_EXERCISE DESCRIPTION_.
Which lines run from the one containing "Target: puppy's face" to the end of the records? Write them out exactly, both ends included, and nothing else.

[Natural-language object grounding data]
▶
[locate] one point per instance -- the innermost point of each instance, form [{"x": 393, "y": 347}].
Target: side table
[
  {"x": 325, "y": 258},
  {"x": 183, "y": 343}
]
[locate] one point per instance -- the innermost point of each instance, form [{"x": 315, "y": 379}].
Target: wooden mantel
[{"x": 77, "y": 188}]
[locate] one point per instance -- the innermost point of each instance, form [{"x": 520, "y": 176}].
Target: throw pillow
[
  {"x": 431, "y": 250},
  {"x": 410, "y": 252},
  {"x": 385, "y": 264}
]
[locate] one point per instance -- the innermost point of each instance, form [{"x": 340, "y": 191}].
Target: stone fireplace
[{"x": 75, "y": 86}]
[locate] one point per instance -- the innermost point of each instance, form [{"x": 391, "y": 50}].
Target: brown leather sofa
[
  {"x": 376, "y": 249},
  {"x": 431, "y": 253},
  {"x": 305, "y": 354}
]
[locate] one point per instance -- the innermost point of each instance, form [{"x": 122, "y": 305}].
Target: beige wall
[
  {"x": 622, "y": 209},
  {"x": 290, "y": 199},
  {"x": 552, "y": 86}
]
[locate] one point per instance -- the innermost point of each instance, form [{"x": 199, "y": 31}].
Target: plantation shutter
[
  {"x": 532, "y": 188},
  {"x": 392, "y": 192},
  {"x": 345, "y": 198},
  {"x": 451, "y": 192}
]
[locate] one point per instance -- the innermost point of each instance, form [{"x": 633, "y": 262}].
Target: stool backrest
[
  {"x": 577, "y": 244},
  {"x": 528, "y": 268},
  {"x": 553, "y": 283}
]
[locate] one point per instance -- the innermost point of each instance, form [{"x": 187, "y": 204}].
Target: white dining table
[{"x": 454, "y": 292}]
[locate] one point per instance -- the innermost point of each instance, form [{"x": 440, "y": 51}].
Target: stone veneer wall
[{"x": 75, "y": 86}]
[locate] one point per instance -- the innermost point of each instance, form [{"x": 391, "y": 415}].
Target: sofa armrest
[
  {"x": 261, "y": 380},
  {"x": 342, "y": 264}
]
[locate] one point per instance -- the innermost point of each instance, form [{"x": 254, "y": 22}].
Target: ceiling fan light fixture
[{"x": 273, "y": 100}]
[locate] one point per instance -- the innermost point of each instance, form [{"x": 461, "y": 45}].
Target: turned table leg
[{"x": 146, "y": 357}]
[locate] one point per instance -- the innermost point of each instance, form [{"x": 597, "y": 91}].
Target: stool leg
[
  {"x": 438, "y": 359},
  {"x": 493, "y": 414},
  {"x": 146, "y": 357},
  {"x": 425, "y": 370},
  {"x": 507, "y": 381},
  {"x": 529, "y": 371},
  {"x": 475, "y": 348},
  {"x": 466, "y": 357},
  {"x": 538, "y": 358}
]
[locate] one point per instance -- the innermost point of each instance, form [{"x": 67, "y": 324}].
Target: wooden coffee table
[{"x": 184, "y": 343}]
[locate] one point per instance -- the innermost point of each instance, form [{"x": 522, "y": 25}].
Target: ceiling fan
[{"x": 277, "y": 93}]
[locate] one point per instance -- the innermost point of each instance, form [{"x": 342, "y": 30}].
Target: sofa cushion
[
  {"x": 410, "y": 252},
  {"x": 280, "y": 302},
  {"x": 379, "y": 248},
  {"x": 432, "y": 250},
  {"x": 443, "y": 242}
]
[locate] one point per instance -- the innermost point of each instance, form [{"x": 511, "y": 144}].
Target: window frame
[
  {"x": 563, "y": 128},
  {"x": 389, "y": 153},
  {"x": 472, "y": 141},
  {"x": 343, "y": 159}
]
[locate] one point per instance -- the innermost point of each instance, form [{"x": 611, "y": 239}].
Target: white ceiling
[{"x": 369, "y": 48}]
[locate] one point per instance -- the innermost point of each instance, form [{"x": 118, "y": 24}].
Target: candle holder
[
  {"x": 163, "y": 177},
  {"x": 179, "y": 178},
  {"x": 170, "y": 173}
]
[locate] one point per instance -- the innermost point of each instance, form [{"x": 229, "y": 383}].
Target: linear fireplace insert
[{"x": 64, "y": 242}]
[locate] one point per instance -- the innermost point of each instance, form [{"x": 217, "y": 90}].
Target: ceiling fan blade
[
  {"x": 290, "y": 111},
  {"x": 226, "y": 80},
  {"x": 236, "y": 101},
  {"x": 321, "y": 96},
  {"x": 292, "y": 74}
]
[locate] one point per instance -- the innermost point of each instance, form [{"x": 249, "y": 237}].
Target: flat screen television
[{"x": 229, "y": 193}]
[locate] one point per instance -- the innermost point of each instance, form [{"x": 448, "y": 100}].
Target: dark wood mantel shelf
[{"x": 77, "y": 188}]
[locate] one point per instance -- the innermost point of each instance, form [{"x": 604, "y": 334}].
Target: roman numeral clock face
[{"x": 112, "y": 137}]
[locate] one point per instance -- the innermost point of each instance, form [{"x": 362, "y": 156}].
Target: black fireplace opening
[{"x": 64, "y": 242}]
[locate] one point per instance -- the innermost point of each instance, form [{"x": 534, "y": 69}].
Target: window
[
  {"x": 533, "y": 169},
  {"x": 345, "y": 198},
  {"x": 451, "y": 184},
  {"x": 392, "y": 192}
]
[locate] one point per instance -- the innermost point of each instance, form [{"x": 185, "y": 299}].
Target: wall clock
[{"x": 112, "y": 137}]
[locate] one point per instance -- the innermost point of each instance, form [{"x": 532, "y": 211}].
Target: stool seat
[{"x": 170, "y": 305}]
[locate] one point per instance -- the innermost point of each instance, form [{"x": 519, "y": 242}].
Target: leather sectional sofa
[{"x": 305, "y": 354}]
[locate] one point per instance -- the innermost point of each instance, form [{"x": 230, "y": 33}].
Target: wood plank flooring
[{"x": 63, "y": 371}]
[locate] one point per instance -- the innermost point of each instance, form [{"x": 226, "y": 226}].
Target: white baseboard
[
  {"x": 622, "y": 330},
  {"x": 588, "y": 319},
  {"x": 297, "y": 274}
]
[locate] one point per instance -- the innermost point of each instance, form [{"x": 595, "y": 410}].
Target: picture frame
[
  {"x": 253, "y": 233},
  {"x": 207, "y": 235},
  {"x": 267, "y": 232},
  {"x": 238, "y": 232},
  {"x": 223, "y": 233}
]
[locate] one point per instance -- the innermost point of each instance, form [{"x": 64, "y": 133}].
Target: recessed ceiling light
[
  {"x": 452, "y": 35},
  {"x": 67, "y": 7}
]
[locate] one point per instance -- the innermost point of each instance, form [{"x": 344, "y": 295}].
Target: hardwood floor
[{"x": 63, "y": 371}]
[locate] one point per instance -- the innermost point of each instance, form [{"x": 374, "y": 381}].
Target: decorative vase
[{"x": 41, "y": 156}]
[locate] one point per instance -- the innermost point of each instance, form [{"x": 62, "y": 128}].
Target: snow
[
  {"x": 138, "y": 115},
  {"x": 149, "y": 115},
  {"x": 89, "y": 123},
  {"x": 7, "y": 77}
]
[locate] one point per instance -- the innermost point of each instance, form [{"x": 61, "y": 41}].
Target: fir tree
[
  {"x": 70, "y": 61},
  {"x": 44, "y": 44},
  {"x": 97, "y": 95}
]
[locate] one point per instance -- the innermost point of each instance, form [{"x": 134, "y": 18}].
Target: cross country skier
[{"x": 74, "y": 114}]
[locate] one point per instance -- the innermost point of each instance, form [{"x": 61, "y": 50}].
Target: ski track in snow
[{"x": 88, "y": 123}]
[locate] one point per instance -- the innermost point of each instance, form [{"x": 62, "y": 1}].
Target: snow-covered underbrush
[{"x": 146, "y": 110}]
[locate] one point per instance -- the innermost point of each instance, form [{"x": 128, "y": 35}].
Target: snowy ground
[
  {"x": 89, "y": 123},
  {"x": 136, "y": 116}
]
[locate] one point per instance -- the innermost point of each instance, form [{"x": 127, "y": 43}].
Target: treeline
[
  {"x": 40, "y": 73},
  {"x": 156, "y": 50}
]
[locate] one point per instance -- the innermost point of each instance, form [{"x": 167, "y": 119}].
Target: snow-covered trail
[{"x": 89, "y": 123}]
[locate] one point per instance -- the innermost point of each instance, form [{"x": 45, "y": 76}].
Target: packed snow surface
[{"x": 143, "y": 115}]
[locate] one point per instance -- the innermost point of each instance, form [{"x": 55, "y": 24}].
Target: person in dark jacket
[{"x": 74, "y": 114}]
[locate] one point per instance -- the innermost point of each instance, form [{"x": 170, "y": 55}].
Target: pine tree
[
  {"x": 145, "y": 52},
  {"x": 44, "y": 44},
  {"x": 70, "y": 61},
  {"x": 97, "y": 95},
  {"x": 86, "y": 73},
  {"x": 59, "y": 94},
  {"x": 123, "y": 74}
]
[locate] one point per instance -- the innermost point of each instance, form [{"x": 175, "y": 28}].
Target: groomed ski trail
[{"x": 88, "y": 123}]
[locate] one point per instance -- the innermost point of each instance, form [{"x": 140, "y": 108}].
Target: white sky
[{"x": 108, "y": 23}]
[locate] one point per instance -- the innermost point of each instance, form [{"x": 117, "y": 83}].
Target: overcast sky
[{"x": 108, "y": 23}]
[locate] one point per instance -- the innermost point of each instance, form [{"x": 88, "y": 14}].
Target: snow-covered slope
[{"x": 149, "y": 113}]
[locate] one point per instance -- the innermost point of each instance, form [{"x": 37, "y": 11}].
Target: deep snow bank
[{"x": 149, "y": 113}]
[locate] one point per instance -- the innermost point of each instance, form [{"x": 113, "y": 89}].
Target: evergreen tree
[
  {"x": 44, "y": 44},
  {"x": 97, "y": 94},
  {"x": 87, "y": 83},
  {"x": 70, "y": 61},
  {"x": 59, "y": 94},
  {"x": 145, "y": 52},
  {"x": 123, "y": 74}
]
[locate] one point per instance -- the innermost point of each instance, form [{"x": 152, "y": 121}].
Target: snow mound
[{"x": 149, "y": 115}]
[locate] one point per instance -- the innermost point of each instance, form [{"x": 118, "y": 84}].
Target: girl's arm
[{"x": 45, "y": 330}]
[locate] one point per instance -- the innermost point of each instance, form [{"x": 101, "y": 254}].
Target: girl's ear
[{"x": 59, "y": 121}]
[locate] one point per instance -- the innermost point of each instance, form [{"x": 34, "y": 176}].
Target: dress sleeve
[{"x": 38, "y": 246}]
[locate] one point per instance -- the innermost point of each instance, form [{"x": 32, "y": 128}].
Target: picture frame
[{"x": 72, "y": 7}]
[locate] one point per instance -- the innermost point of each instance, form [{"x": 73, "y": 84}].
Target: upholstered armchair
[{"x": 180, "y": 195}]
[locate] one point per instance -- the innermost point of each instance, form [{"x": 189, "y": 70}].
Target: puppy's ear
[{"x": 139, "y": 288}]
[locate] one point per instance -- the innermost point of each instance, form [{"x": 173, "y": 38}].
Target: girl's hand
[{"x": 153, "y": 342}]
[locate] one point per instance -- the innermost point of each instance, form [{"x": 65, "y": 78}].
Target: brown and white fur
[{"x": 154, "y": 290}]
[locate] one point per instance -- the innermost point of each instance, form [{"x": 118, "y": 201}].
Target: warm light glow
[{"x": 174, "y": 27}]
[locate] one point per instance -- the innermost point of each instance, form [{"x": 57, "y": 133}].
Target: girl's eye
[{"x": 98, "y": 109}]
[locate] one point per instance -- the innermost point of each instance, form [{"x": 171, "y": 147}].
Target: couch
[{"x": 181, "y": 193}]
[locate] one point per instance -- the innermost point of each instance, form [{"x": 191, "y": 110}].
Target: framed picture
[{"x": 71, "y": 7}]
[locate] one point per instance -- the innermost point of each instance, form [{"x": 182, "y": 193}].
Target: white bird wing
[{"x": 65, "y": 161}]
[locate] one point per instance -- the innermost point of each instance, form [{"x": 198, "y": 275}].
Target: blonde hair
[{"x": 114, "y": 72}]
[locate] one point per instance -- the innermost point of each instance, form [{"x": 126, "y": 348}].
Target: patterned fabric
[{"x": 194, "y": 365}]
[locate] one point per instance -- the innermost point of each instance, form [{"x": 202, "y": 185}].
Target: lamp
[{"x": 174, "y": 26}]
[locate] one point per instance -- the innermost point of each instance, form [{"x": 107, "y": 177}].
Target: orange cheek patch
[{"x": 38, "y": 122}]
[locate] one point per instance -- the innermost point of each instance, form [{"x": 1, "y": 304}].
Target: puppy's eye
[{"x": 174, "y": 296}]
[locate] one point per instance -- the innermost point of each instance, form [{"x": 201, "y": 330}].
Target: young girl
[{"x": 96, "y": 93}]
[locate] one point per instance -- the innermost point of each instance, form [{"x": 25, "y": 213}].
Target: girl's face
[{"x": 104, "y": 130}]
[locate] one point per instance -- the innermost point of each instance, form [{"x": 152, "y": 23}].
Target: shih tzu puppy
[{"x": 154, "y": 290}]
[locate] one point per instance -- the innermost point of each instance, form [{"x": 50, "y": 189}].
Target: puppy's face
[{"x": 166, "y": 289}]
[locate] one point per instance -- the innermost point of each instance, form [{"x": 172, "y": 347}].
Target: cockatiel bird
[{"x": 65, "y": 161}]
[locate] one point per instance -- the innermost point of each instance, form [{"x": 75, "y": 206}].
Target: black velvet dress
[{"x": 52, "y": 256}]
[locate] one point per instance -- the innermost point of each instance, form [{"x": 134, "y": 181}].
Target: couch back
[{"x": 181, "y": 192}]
◀
_PROBLEM SOLUTION_.
Target: puppy's face
[{"x": 166, "y": 289}]
[locate] one point per instance -- the innermost point of each instance, form [{"x": 172, "y": 347}].
Target: cockatiel bird
[{"x": 65, "y": 161}]
[locate] one point per instance -- the innermost point of each instance, form [{"x": 75, "y": 206}].
Target: black velvet dress
[{"x": 52, "y": 256}]
[locate] one point per instance -- the innermost point of each instance, form [{"x": 134, "y": 181}].
Target: couch back
[{"x": 181, "y": 192}]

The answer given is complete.